*What you are asked to do*.
Without leaving out a single line, restate the entries below exactly.

──────── Source material

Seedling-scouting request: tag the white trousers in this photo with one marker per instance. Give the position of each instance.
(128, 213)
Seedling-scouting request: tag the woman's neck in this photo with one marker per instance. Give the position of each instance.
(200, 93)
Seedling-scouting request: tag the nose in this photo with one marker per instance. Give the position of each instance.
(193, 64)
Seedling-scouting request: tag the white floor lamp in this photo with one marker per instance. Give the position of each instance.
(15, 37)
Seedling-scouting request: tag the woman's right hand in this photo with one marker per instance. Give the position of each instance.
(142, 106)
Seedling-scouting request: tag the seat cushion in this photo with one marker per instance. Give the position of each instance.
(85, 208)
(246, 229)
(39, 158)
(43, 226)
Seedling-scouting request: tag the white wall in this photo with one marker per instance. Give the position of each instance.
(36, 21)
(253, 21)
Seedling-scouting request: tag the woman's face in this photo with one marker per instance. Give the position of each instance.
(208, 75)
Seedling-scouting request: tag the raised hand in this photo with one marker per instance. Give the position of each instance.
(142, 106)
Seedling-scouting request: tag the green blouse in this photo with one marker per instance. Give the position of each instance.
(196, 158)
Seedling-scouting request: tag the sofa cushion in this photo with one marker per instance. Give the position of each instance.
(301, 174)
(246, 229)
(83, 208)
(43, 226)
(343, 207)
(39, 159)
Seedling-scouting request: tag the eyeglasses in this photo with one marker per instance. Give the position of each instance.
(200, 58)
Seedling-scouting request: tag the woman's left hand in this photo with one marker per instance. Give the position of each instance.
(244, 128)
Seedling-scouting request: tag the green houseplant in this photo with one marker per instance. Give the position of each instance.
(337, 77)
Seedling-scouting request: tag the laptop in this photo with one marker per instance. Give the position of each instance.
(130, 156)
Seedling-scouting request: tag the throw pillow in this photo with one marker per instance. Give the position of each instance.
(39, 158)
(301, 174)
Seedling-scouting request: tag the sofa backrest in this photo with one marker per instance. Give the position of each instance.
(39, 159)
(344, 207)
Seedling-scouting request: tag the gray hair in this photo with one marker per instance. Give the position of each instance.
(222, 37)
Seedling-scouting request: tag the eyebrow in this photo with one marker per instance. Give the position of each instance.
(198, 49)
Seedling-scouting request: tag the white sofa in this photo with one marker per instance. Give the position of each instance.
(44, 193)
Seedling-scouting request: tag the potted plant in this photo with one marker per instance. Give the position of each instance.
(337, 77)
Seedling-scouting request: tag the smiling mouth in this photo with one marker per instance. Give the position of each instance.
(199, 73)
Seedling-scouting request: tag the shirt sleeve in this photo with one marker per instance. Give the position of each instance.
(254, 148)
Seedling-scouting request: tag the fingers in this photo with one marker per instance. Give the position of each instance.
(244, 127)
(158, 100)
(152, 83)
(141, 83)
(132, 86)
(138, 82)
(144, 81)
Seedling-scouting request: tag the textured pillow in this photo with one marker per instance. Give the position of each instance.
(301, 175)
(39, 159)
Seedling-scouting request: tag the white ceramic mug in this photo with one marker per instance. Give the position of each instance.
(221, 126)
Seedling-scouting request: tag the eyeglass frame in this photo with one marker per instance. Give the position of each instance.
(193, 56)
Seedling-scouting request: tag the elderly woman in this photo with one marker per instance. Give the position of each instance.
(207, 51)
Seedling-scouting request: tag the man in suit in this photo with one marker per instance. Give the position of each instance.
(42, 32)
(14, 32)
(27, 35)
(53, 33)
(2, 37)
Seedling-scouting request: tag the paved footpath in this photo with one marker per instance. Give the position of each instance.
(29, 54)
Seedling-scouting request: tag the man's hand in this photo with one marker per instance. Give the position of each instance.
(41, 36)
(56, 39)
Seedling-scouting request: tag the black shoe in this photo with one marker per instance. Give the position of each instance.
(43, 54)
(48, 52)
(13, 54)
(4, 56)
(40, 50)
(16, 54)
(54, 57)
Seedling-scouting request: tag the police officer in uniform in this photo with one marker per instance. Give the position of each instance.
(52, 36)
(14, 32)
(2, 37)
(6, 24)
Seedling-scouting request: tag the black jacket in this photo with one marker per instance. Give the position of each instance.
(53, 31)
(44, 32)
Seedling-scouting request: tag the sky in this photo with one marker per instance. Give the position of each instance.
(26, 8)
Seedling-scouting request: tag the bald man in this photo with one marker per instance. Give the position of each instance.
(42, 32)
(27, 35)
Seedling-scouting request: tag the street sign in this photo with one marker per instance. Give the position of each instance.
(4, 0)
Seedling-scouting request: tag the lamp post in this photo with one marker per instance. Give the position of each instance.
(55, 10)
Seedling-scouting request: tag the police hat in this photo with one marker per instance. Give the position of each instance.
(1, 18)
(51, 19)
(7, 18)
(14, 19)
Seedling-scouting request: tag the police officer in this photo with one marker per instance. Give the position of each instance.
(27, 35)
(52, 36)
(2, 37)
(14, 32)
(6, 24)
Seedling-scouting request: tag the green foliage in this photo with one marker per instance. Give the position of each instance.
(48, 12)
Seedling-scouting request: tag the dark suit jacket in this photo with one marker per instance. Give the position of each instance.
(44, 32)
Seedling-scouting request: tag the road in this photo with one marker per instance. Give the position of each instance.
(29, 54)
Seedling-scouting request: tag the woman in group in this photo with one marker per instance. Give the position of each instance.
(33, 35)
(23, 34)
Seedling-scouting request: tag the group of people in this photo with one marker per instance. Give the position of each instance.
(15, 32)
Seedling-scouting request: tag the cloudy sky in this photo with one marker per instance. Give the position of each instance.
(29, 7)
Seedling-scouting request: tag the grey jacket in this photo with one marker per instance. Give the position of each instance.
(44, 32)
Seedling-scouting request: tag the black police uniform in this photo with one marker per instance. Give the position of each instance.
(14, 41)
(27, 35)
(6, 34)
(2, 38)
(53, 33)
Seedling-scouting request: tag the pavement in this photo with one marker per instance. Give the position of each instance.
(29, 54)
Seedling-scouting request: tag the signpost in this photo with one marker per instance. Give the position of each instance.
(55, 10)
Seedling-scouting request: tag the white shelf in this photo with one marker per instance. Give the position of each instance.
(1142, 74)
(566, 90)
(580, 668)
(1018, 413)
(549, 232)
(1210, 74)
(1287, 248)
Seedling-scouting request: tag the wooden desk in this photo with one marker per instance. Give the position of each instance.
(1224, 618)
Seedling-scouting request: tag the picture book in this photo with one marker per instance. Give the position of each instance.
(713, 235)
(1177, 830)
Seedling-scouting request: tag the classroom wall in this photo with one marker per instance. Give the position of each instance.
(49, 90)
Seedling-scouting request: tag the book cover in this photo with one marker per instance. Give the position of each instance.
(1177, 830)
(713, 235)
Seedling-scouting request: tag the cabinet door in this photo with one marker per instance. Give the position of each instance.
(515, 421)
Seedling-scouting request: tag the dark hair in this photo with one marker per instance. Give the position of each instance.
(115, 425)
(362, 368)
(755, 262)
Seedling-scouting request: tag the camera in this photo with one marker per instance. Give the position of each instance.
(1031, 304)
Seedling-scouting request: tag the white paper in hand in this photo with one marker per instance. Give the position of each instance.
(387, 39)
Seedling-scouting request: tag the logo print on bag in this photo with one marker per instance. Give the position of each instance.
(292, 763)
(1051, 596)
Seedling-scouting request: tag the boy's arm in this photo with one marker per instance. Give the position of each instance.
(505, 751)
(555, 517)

────────────────

*Response area*.
Seedling-scouting request: tag the white trousers in this photo with one marker per instance. Give the position of each instance.
(128, 213)
Seedling-scouting request: tag the woman's neck in this photo with one marker per instance. Give the position of each instance.
(200, 93)
Seedling-scouting request: tag the nose in this photo with one marker per instance. Give the position of each instance.
(193, 64)
Seedling-scouting request: tag the white floor lamp in this photo with one marker per instance. Give the position of each instance.
(15, 37)
Seedling-scouting request: tag the woman's right hand in this photo with one marker per instance. Give the position of each instance.
(142, 106)
Seedling-scouting request: tag the seat cushion in this photo with one marker per instance. Give the position of each instance.
(85, 208)
(246, 229)
(39, 158)
(43, 226)
Seedling-scouting request: tag the white wall in this photo with one marker per instance. Give the position of each instance.
(36, 21)
(253, 21)
Seedling-scouting request: tag the woman's face in this photo with one marker per instance. Give the position of each instance.
(208, 75)
Seedling-scouting request: tag the raised hand in this photo with one marker per instance. Give the position of each instance.
(142, 106)
Seedling-scouting request: tag the green blouse in this photo with one marker per instance. Give the position of each instance.
(196, 158)
Seedling-scouting request: tag the sofa cushion in this photo with one marker per instance. Give the position of each instance.
(301, 174)
(246, 229)
(83, 208)
(43, 226)
(343, 207)
(39, 159)
Seedling-scouting request: tag the eyeglasses in this photo with one marker per instance. Give the position of each instance.
(200, 58)
Seedling-scouting request: tag the woman's left hand in this photo with one marker per instance. Give the position of each instance.
(244, 128)
Seedling-scouting request: tag the green houseplant in this photo with one marker per instance. Give the position of each instance.
(337, 77)
Seedling-scouting request: tag the laptop in this photo with one marker per instance. Give the position of each instance.
(130, 156)
Seedling-scouting request: tag the throw pillow in this photo with one marker per instance. Give the position of each instance.
(39, 158)
(301, 174)
Seedling-scouting request: tag the sofa backrest in this photo with one marker per instance. Give the position of each instance.
(39, 159)
(344, 207)
Seedling-scouting request: tag the gray hair in this photo with one marker per instance. Give the position of each instance.
(222, 37)
Seedling-scouting request: tag the eyebrow in this photo with one marker per instance. Give the position of each instance.
(198, 49)
Seedling-scouting request: tag the white sofa in this photo with one marker per instance. Give the position of each instance.
(44, 193)
Seedling-scouting request: tag the potted plant in this photo with one marker per instance. Give the position of each instance.
(337, 77)
Seedling-scouting request: tag the smiling mouth in this photo with one marker per instance. Give the position of each instance.
(199, 73)
Seedling-scouting request: tag the shirt sleeve in this photo with one marker per instance. Give the position of each instance.
(254, 148)
Seedling-scouting request: tag the fingers in this photo with one marker per instance. Give the position of each instance.
(244, 127)
(158, 100)
(152, 83)
(141, 83)
(132, 86)
(138, 82)
(144, 81)
Seedling-scouting request: tag the textured pillow in this photo with one marker per instance. Give the position of each instance.
(301, 175)
(39, 159)
Seedling-scouting request: tag the white ceramic mug in this photo with one marker per instance. Give the position of each instance.
(221, 126)
Seedling-scouting request: tag the eyeglass frame in this photo with one marker per instance. Give the position of each instance.
(193, 56)
Seedling-scouting request: tag the elderly woman in this photo with one marker per instance. Give the position of each instance.
(207, 51)
Seedling-scouting request: tag the man in suit in this photo with one marker per instance. Give the position of each instance.
(42, 32)
(14, 32)
(27, 35)
(53, 33)
(2, 37)
Seedling-scouting request: tag the paved footpath in this photo with one marker per instance. Give the position of each instance.
(29, 54)
Seedling-scouting request: tag the man's hand in this photo with one marker per instance. Give the position of each instance.
(41, 36)
(56, 39)
Seedling-scouting request: tag the black shoe in this photo with one marker per instance. Give the position of each instance.
(43, 54)
(48, 52)
(13, 54)
(4, 56)
(40, 50)
(16, 54)
(54, 57)
Seedling-scouting request: tag the police officer in uniform in this photo with one marker per instance. Give the position of each instance.
(52, 36)
(14, 32)
(2, 37)
(6, 24)
Seedling-scouting request: tag the black jacket in this photo with one marker per instance. Give the position of each instance.
(53, 31)
(44, 32)
Seedling-scouting request: tag the sky in this photo with one marker per instance. Give the position of each instance.
(26, 8)
Seedling-scouting request: tag the bald man in this photo with one marker per instance. Give the position of each instance.
(42, 32)
(27, 35)
Seedling-scouting request: tag the street sign in this photo with one marker per instance. Give the position of each instance.
(4, 0)
Seedling-scouting request: tag the lamp post in this photo with one marker per instance. Give the position of each instance.
(55, 10)
Seedling-scouting request: tag the police hat in this photo with one marker per instance. Give the position of each instance.
(1, 18)
(51, 19)
(7, 18)
(14, 19)
Seedling-scouting request: tag the police officer in this photo with one marker per instance. Give the position of each instance.
(27, 35)
(52, 36)
(2, 37)
(14, 32)
(6, 24)
Seedling-scouting request: tag the green foliage in this photo with one marker per instance. Give the position of each instance.
(48, 12)
Seedling-scouting request: tag the dark suit jacket in this photo with one marker per instance. Give the position of each instance.
(44, 32)
Seedling-scouting request: tag the road in this photo with one marker per instance. Give the position of each instance.
(29, 54)
Seedling-scouting request: tag the woman in group in this photo with one marker per instance. Give the position of each instance.
(33, 35)
(23, 34)
Seedling-scouting request: tag the group of people in this photo with one marker per instance. Give the position of each instance.
(15, 32)
Seedling-scouting request: tag the cloudy sky in this photo with one marker per instance. Give the position of each instance.
(29, 7)
Seedling-scouting request: tag the grey jacket in this photo with one marker per instance. Give the position of each instance.
(44, 32)
Seedling-scouting request: tag the black police uniform in this photo with one marker per instance. Give the position of each instance.
(14, 41)
(27, 35)
(6, 34)
(2, 38)
(53, 33)
Seedling-scouting request: tag the pavement in this photo with one marker per instance. Give the position of each instance.
(29, 54)
Seedling-scouting request: tag the signpost in this photo with one marker per instance. Give the position of each instance.
(55, 10)
Seedling-scouting request: tag the white shelf in this photo with one marker per instance. Give the position of each instance.
(1142, 74)
(566, 90)
(580, 668)
(1018, 413)
(549, 232)
(1210, 74)
(1287, 248)
Seedling-scouting request: tag the wooden desk in this photo with one marker per instance. Give the position of each instance.
(1224, 618)
Seedling-scouting request: tag the picture book in this photo with one marker per instance. Give the position of each instance.
(713, 235)
(1177, 830)
Seedling-scouting request: tag the classroom wall in this photo with one marker per instance. Give the position of each instance.
(49, 90)
Seedling-scouting request: tag the book cover in this photo with one marker per instance. Give the position of each instance.
(1177, 830)
(713, 235)
Seedling-scouting request: tag the cabinet door in this photo with one marker per instance. Give the position of each instance.
(515, 421)
Seedling-scouting request: tag the dark hair in this photo with one marker per instance. Give the position of each instance.
(115, 425)
(362, 368)
(755, 262)
Seedling-scouting request: tag the camera in this photo with one marker per instance. Give the position of each instance.
(1031, 304)
Seedling-scouting request: tag the white paper in hand in this photo with one marker per instance. Give the position of each instance.
(387, 39)
Seedling-scouting request: tag the logo print on bag in this photo with one marker per instance. Give the position of each instance.
(292, 763)
(1051, 596)
Seedling-scouting request: tag the boy's arm in this photo with one marker per instance. Give the position of each instance.
(505, 751)
(555, 517)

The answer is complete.